(Part of a data file)
★ ★ ★ ★ ★ ★ ★
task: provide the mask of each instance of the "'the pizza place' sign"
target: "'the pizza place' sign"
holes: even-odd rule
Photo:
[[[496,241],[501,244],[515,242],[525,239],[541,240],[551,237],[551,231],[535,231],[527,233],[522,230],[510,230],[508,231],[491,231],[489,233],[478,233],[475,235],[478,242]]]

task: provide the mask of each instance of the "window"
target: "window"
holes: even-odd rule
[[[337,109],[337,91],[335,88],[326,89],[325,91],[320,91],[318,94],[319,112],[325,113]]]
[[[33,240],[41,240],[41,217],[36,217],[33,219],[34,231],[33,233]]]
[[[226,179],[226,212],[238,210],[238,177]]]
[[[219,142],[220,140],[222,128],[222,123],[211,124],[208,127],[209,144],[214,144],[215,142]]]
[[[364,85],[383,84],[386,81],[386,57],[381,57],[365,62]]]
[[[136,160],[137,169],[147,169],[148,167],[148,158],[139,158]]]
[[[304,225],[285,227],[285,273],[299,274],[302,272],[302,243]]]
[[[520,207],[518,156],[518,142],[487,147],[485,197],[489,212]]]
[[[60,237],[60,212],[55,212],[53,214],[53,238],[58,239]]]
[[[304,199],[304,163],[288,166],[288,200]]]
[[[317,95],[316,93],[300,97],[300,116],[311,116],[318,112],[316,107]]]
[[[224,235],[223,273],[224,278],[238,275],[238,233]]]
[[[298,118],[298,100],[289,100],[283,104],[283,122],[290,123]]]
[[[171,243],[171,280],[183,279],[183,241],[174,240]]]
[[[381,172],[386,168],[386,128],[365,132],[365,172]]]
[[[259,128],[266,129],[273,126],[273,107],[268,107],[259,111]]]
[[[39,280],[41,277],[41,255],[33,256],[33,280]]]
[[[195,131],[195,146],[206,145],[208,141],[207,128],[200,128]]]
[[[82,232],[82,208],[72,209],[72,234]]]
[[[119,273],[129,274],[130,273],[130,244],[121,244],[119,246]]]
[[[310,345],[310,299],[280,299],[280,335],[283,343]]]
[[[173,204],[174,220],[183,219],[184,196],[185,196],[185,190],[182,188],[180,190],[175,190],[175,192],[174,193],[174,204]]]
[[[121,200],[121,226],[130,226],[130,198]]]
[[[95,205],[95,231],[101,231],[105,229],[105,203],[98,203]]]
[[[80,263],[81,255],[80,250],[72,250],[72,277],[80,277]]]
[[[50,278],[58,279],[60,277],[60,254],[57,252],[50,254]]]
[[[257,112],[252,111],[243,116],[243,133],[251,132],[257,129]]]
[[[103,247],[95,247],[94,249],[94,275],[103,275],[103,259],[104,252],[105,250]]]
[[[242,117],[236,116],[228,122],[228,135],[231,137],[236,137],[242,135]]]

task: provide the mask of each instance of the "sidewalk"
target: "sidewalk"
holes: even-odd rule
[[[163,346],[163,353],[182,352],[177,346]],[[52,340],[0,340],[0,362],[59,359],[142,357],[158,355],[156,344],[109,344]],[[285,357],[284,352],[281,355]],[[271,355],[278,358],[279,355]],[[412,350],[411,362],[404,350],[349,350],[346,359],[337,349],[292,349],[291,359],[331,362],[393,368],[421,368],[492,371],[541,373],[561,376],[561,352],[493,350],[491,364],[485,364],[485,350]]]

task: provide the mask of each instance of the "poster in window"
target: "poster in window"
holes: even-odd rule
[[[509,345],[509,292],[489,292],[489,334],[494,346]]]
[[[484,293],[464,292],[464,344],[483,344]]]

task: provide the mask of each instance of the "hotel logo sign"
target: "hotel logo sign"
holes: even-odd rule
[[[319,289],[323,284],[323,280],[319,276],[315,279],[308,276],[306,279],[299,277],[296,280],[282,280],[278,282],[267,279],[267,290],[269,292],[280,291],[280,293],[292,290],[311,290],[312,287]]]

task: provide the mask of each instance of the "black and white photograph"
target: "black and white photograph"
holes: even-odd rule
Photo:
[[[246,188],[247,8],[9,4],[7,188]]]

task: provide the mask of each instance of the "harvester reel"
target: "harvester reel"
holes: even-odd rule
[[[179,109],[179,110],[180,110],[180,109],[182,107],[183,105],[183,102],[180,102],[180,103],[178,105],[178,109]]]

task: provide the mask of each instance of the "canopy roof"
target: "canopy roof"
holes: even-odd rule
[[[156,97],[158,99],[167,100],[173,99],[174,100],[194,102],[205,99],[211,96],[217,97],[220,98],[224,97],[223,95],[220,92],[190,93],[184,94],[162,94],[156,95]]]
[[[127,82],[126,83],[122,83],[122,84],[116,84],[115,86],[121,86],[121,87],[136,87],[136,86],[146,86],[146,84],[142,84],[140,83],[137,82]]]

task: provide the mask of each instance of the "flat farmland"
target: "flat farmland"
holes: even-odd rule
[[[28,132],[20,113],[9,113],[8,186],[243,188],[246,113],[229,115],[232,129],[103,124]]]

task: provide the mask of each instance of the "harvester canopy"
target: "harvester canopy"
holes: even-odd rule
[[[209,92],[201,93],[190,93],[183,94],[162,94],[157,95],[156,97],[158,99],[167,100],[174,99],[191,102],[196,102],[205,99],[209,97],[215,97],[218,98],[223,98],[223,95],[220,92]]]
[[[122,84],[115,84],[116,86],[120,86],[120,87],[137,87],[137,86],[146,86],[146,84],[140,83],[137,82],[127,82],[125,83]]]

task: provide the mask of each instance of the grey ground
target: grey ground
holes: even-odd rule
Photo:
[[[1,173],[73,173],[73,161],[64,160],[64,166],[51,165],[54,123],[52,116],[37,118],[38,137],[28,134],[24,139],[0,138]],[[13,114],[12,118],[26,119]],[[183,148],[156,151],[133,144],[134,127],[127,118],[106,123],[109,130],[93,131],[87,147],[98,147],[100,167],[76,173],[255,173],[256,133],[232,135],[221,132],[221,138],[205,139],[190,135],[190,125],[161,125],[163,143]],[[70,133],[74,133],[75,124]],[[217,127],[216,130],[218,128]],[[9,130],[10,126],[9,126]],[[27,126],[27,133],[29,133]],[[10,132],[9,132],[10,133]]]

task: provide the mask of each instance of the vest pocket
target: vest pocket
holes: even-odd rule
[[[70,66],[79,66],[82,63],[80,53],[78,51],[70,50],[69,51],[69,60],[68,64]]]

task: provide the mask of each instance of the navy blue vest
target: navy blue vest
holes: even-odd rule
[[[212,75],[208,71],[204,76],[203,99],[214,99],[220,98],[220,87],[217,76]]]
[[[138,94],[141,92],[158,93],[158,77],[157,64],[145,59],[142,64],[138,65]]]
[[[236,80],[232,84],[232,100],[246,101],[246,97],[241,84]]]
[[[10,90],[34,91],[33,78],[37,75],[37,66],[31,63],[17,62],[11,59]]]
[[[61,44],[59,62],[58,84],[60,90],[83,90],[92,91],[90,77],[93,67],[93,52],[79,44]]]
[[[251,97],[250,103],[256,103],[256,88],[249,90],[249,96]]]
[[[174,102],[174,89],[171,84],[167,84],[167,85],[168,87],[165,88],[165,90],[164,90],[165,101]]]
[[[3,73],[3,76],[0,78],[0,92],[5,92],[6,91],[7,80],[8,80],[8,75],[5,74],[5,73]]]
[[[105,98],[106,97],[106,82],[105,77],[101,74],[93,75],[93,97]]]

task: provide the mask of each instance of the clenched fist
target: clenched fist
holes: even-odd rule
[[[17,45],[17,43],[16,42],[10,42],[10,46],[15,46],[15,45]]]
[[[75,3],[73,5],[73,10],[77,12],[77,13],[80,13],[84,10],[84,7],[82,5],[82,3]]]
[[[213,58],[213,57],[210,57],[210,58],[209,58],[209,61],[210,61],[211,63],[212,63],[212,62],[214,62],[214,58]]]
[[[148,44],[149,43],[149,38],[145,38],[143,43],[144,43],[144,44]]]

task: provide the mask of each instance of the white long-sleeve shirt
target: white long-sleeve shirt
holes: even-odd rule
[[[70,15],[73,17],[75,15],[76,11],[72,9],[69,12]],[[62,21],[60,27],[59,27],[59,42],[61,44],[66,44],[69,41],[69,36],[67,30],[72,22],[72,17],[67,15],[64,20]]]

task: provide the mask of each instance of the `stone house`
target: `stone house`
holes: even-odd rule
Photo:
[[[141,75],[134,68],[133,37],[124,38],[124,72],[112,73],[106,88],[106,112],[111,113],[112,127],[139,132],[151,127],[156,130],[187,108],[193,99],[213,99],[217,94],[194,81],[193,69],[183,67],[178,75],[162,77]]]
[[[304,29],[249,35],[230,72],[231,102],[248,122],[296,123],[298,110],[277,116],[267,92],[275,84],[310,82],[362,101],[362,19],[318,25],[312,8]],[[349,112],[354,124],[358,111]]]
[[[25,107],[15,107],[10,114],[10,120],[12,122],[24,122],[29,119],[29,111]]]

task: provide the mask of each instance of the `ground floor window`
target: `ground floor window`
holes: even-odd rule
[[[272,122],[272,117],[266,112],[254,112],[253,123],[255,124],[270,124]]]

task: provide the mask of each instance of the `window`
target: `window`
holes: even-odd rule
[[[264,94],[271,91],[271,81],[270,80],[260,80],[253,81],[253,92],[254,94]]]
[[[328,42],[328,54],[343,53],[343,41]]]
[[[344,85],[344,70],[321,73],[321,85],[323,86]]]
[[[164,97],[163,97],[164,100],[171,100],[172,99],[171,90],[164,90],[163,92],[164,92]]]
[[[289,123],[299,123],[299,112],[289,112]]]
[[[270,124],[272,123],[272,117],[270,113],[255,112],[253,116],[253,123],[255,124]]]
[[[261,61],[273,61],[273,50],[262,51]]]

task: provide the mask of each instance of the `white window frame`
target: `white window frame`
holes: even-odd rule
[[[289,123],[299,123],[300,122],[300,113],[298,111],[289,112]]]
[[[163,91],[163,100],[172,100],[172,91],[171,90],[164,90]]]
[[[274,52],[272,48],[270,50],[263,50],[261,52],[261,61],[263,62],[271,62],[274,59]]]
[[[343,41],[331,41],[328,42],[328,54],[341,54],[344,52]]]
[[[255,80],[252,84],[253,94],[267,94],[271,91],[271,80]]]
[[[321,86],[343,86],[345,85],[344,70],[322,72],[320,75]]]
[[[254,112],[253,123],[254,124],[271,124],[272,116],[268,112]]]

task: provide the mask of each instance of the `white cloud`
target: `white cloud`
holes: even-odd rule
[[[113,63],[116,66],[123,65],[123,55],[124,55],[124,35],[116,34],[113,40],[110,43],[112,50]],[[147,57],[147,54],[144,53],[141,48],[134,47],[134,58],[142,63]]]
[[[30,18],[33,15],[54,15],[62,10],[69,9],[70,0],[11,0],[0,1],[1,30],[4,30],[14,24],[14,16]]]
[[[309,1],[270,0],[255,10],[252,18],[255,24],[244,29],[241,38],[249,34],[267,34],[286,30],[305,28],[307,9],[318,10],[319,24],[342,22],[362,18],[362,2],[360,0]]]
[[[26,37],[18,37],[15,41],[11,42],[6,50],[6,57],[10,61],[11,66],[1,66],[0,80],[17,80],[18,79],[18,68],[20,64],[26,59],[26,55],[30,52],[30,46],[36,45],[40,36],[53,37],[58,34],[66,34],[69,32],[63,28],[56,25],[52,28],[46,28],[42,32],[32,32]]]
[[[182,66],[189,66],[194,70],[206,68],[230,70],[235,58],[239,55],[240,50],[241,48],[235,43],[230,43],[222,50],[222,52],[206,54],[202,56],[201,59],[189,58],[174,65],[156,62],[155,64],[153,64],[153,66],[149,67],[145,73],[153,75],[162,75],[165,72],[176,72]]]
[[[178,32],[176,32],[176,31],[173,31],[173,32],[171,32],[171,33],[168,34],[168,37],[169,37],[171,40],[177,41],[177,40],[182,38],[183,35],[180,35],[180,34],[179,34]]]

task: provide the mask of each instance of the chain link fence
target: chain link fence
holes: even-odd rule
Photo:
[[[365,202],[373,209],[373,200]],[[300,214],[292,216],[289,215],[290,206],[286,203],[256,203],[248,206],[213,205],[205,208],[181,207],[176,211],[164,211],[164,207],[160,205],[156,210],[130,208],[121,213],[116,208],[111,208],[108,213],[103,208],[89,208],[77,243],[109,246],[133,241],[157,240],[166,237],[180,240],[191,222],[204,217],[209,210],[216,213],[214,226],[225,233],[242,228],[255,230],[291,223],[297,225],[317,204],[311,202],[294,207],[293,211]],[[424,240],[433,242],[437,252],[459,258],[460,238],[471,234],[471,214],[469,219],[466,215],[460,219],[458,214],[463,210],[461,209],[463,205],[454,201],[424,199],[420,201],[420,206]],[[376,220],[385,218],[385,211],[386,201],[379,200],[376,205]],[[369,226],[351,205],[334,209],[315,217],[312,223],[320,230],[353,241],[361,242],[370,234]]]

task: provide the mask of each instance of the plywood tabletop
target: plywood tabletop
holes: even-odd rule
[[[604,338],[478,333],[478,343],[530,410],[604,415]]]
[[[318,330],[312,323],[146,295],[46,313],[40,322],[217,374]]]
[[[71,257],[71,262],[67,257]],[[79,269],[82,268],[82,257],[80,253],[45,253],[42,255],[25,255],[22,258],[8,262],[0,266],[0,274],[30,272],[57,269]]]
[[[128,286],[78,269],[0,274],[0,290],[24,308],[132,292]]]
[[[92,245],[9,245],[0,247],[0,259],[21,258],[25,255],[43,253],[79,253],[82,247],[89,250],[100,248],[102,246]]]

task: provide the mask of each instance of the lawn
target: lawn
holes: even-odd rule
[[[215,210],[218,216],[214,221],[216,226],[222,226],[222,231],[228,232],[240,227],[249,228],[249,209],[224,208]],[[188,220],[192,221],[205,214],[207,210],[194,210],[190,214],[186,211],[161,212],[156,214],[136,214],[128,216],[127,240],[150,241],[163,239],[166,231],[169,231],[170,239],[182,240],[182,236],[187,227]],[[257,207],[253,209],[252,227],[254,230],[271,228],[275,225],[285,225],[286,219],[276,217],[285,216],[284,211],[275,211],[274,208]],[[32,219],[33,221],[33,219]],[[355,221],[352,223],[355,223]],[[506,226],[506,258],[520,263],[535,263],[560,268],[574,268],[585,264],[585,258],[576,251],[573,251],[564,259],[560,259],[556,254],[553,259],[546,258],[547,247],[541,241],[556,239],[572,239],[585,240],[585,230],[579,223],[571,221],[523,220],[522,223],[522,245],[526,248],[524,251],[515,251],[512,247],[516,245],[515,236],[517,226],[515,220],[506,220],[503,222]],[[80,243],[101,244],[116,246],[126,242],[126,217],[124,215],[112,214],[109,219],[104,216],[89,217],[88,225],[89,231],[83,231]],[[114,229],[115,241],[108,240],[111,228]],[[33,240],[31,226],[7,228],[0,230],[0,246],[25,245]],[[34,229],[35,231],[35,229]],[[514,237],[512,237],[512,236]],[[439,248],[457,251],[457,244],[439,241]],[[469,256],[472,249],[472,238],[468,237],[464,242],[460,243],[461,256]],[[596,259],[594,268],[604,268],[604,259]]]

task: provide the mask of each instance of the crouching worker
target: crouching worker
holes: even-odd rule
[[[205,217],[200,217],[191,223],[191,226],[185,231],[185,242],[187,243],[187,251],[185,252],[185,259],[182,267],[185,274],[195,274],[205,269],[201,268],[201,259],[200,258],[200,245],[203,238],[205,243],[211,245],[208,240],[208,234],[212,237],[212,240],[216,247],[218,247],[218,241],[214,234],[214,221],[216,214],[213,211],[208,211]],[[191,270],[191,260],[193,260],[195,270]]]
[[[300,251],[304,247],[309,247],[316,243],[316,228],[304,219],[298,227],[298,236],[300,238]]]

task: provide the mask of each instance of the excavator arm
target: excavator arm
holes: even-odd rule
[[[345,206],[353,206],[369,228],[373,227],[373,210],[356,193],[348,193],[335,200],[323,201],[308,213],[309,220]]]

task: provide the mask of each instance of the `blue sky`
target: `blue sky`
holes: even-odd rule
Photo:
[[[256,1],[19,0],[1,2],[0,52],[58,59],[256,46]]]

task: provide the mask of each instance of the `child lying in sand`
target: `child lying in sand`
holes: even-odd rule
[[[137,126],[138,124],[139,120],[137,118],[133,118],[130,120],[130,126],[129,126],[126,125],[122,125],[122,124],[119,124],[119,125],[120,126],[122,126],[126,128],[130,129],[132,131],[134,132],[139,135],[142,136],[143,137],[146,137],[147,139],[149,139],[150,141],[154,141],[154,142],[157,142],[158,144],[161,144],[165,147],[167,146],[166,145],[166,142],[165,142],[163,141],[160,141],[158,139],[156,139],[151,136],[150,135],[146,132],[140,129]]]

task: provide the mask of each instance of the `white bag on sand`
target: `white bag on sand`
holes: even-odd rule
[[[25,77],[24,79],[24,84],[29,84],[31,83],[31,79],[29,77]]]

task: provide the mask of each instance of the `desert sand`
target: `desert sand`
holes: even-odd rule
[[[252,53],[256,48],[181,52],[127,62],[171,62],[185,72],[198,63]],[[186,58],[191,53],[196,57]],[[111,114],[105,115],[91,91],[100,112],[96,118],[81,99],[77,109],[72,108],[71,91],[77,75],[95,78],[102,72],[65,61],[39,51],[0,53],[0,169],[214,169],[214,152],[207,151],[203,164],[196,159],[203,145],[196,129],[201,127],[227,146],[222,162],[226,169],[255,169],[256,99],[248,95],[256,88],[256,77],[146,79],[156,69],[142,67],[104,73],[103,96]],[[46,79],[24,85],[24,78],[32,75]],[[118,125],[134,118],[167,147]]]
★ ★ ★ ★ ★ ★ ★
Work instructions: Rewrite the entries from the line with "task: provide the mask of each instance of the navy" to the line with "[[[105,98],[106,97],[106,82],[105,77],[101,74],[93,75],[93,97]]]", replacing "navy blue vest" with "dark blue vest" and keeping everything else the same.

Result:
task: provide the mask of each instance of the dark blue vest
target: dark blue vest
holes: even-odd rule
[[[212,75],[208,71],[204,76],[203,99],[214,99],[220,98],[220,87],[217,76]]]
[[[138,94],[141,92],[158,93],[158,77],[157,64],[145,59],[142,64],[138,65]]]
[[[236,80],[232,84],[232,100],[246,101],[246,97],[241,84]]]
[[[10,90],[34,91],[33,78],[37,75],[37,66],[31,63],[17,62],[11,59]]]
[[[61,44],[59,62],[58,84],[60,90],[83,90],[92,91],[90,77],[93,67],[93,52],[79,44]]]
[[[251,97],[250,103],[256,103],[256,88],[249,90],[249,96]]]
[[[174,102],[174,89],[171,84],[167,84],[167,85],[168,87],[165,88],[165,90],[164,90],[165,101]]]
[[[3,73],[3,76],[0,78],[0,92],[5,92],[6,91],[7,80],[8,80],[8,75],[5,74],[5,73]]]
[[[105,98],[106,97],[106,82],[105,77],[101,74],[93,75],[93,97]]]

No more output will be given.